:: Information ::
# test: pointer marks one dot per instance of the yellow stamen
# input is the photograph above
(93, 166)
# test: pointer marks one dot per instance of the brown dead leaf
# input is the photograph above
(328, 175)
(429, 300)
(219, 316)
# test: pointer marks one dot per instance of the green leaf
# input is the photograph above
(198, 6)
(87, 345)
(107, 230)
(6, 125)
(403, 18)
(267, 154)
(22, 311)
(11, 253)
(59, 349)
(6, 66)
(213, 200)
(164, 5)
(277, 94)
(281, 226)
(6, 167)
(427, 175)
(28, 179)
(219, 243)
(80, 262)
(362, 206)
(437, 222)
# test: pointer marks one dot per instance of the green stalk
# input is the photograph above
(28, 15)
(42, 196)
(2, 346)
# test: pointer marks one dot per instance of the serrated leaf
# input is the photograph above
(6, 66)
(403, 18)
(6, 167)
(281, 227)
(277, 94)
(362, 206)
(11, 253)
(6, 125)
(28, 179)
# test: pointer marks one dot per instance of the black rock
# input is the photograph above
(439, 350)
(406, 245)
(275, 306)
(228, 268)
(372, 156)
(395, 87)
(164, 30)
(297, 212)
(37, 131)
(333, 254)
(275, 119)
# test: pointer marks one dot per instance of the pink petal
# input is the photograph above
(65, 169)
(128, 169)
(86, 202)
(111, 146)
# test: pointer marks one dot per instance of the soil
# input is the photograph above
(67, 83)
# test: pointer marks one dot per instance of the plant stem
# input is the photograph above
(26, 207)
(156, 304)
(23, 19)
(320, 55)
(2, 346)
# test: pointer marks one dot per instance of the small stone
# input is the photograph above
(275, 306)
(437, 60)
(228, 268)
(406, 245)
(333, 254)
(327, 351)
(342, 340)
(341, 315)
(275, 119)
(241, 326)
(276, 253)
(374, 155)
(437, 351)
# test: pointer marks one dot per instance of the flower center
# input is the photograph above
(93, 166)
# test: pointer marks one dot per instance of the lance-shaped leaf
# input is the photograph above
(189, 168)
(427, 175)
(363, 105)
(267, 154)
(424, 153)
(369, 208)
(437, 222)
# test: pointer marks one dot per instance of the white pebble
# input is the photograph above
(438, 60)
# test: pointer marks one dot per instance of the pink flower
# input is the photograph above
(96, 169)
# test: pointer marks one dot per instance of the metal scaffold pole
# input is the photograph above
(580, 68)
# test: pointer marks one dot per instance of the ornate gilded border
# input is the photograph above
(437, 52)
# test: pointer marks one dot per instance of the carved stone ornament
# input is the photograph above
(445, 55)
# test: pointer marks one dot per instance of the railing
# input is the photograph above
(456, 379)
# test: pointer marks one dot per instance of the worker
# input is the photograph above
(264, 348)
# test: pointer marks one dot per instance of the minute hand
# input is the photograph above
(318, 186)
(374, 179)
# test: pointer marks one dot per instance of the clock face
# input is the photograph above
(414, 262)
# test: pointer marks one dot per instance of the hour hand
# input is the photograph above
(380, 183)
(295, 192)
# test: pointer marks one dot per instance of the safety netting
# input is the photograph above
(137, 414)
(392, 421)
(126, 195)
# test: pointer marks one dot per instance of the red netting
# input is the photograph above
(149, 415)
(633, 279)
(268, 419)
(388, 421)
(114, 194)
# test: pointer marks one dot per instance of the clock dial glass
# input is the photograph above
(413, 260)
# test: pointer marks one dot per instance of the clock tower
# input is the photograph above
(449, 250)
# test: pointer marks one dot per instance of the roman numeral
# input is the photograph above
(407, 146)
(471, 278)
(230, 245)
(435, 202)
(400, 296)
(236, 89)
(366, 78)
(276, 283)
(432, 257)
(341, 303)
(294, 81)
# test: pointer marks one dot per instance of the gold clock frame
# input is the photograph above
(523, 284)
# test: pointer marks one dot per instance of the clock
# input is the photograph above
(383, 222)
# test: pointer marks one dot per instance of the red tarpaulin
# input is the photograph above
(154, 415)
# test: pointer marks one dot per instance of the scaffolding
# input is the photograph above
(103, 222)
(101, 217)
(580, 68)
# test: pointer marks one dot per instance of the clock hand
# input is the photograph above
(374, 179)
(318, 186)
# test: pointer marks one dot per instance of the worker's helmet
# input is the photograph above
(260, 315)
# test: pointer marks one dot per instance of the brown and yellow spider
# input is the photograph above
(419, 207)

:: Aim of the exercise ::
Without leaving anything out, output all of the material exactly.

:: Answer box ::
# test: pointer marks one dot per instance of the yellow stamen
# input is the photograph above
(93, 166)
# test: pointer marks one dot per instance of the brown dead leaf
# input is the photograph above
(328, 175)
(429, 300)
(219, 316)
# test: pointer marks one dot per instance of the green leaf
# input is the photograph above
(198, 6)
(87, 345)
(107, 230)
(6, 125)
(403, 18)
(267, 154)
(22, 311)
(11, 253)
(59, 349)
(6, 66)
(213, 200)
(164, 5)
(277, 94)
(281, 226)
(6, 167)
(427, 175)
(28, 179)
(219, 243)
(80, 262)
(362, 206)
(437, 222)
# test: pointer marks one dot per instance of the green stalk
# input is the photograph above
(28, 15)
(42, 196)
(2, 346)
# test: pointer marks one dot per instance of the serrated leaf
# input is the photograph above
(6, 66)
(403, 18)
(6, 167)
(281, 227)
(277, 94)
(362, 206)
(11, 253)
(6, 125)
(28, 179)
# test: pointer marks one dot per instance of the black rock
# input is the photograph above
(439, 350)
(406, 245)
(275, 306)
(228, 268)
(372, 156)
(395, 87)
(164, 30)
(297, 212)
(37, 131)
(333, 254)
(275, 119)
# test: pointer marks one dot per instance of the pink petal
# input is the photograph above
(65, 169)
(128, 169)
(86, 202)
(111, 146)
# test: pointer marks one dot per instance of the soil
# input is the photograph above
(67, 83)
# test: pointer marks one dot per instance of the plant stem
# input is the photograph above
(26, 207)
(156, 304)
(23, 19)
(320, 55)
(2, 346)
# test: pointer marks one dot per instance of the small stone
# input is the photograph above
(275, 306)
(437, 60)
(228, 268)
(406, 245)
(333, 254)
(327, 351)
(342, 340)
(341, 315)
(275, 119)
(241, 326)
(276, 253)
(374, 155)
(437, 351)
# test: pointer marks one dot per instance of the flower center
# input is the photograph above
(93, 166)
# test: pointer marks one dot per instance of the lance-shaped leaf
# input is the photograph above
(189, 168)
(427, 175)
(363, 105)
(267, 154)
(424, 153)
(369, 208)
(437, 222)
# test: pointer marks one dot per instance of the white pebble
# input is the photograph above
(438, 60)
# test: pointer marks one dot per instance of the pink flower
# input is the photograph above
(96, 169)
# test: pointer marks one dot per instance of the metal scaffold pole
# input is the photograph above
(580, 68)
# test: pointer marks one dot per instance of the ornate gilded border
# input is the photograph above
(437, 52)
# test: pointer marks one dot per instance of the carved stone ornament
# input is the photograph above
(445, 55)
# test: pointer marks one dot per instance of the railing
# input is the photograph above
(456, 379)
# test: pointer marks one dot per instance of the worker
# input is the photograph above
(264, 348)
# test: pointer marks one dot per instance of the minute hand
# input is the photograph above
(318, 186)
(374, 179)
# test: pointer marks one dot per instance of the clock face
# input is the photograph above
(414, 262)
# test: pointer marks one dot per instance of the hour hand
# input is the photograph above
(380, 183)
(295, 192)
# test: pointer marks one dot per instance of the safety netting
# input is the photograph above
(137, 414)
(392, 421)
(126, 195)
# test: pointer marks one dot per instance of the red netting
# input is the photograph above
(149, 415)
(633, 279)
(268, 419)
(388, 421)
(114, 194)
# test: pointer marks one dot per instance of the clock dial glass
# input is the photograph above
(413, 260)
# test: pointer marks one dot per instance of the clock tower
# input is the photograph above
(449, 250)
# test: pointer marks one dot per instance of the roman numeral
# input is the photograph above
(407, 146)
(471, 278)
(230, 245)
(435, 202)
(400, 296)
(236, 89)
(366, 78)
(276, 283)
(432, 257)
(341, 303)
(294, 81)
# test: pointer marks one dot per instance of the gold clock frame
# input is the photograph above
(523, 284)
# test: pointer marks one dot per instance of the clock
# input is the photograph above
(383, 222)
# test: pointer marks one dot per instance of the red tarpaulin
# input is the photograph above
(154, 415)
# test: pointer marks one dot per instance of the scaffolding
# input is the photograph above
(103, 222)
(101, 217)
(580, 68)
# test: pointer marks one dot per instance of the clock hand
# input is the photograph above
(374, 179)
(318, 186)
# test: pointer marks one dot per instance of the worker's helmet
# input is the photograph above
(260, 315)
# test: pointer marks one dot per instance of the brown and yellow spider
# input is the photograph above
(419, 207)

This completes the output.